## TASK DIRECTIONS
Return the lines from the one holding "One point per instance of the white framed" through the one holding "pixel 460 225", inclusive, copied exactly as they appear in the records.

········

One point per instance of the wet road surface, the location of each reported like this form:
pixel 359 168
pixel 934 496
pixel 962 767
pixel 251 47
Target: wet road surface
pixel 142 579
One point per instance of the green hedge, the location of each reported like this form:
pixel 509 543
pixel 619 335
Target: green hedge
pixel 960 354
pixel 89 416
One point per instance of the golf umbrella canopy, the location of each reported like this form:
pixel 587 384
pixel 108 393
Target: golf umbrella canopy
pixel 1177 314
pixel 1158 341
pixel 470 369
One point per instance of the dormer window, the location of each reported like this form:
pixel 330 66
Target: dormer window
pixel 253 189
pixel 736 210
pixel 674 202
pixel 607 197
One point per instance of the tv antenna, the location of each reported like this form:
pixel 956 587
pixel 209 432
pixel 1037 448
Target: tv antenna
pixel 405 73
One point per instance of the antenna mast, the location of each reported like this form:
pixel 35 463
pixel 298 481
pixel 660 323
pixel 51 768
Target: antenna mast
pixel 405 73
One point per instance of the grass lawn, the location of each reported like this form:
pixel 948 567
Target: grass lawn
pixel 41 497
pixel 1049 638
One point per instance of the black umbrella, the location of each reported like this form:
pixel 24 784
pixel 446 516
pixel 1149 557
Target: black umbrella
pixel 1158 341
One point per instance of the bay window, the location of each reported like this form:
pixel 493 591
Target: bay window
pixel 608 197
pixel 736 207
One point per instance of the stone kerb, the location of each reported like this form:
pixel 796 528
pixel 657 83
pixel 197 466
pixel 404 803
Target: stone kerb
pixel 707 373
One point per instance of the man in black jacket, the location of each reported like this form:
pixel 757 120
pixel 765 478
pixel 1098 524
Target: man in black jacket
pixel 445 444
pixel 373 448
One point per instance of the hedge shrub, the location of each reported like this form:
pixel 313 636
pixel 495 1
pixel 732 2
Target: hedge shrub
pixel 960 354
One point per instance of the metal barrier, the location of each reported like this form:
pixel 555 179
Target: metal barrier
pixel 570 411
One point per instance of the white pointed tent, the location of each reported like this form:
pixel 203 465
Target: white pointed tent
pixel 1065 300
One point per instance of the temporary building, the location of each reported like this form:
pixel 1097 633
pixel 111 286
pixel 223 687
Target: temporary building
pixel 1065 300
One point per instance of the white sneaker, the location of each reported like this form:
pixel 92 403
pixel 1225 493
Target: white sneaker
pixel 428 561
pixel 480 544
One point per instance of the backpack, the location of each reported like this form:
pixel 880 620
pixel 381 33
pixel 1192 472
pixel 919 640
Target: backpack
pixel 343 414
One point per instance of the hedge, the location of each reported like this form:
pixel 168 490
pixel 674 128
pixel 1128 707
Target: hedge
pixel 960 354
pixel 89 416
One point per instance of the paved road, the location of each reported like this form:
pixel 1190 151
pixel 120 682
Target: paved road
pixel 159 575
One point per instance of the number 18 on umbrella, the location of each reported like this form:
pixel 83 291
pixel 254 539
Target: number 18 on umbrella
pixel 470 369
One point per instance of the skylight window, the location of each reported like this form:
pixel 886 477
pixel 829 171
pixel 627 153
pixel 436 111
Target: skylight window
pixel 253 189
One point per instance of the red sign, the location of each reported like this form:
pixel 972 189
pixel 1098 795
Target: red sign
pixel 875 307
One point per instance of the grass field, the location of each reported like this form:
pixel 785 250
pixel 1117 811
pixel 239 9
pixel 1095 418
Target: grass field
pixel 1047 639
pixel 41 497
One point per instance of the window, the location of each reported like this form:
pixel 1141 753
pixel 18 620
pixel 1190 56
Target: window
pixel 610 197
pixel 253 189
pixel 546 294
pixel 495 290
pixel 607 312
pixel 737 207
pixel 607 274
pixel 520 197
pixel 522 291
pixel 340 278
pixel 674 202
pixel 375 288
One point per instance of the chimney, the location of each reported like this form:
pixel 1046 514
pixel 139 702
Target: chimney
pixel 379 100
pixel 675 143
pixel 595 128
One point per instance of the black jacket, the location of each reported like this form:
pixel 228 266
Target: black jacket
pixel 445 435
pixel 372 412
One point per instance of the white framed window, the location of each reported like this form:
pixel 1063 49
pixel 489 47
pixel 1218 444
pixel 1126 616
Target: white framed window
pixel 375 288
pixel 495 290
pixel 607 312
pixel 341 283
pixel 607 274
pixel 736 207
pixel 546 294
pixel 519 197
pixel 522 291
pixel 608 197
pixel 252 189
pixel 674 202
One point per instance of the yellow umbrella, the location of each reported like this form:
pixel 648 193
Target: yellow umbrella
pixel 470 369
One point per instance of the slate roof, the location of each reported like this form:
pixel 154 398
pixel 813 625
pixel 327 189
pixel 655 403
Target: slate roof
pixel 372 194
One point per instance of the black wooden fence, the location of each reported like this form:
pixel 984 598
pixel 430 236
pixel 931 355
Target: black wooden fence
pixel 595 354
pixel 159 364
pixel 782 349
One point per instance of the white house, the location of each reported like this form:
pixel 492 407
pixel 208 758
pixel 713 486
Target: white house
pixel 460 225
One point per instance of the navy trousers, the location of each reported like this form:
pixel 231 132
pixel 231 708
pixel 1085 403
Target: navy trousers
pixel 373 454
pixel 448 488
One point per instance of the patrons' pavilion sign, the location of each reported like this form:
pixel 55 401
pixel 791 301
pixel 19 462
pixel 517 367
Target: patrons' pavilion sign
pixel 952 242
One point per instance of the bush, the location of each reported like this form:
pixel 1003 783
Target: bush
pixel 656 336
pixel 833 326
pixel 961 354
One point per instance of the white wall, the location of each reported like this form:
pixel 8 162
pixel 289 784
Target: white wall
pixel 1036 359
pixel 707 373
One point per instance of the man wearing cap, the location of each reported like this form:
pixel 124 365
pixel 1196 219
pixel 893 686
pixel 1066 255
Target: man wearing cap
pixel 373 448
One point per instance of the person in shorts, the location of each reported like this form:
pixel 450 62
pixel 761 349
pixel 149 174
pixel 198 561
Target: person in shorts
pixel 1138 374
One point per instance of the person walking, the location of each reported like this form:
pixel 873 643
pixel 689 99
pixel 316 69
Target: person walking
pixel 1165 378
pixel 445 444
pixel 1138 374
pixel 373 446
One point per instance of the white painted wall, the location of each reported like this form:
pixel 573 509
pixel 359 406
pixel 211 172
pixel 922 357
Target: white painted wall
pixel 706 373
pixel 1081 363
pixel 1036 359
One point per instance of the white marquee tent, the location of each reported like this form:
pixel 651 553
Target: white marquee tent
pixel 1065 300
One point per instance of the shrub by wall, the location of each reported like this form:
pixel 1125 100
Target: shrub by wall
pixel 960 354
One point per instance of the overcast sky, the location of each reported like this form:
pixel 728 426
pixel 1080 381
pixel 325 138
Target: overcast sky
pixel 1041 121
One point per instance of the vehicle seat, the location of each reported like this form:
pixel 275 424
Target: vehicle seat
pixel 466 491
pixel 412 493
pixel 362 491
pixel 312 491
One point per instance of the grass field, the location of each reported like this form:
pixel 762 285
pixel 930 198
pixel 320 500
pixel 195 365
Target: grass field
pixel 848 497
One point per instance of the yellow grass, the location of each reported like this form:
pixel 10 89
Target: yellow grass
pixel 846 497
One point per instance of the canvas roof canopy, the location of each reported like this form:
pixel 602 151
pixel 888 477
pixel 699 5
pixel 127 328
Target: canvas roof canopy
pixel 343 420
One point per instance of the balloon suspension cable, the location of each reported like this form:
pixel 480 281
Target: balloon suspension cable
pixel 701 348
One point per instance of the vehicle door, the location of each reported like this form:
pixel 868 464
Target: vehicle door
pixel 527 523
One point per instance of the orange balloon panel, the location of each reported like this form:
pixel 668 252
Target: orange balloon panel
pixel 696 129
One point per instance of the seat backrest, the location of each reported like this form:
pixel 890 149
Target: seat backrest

········

## SOLUTION FOR THIS TASK
One point per instance of the white framed window, the location of each reported like this form:
pixel 1063 49
pixel 489 47
pixel 1218 444
pixel 1126 616
Target: white framed window
pixel 375 288
pixel 495 290
pixel 607 312
pixel 341 283
pixel 607 274
pixel 736 207
pixel 546 294
pixel 519 197
pixel 522 291
pixel 608 197
pixel 252 189
pixel 674 202
One point per instance of the yellow umbrella, the location of each reported like this form:
pixel 648 193
Target: yellow umbrella
pixel 470 369
One point per instance of the slate roof, the location of each reported like this form:
pixel 154 398
pixel 813 625
pixel 327 189
pixel 655 403
Target: slate roof
pixel 372 194
One point per instance of the black wooden fence, the location of each reported like this form:
pixel 984 598
pixel 430 236
pixel 931 355
Target: black wooden fence
pixel 595 354
pixel 159 364
pixel 782 349
One point per instance of the white house, the location of each reported like this form:
pixel 492 407
pixel 208 758
pixel 713 486
Target: white house
pixel 460 225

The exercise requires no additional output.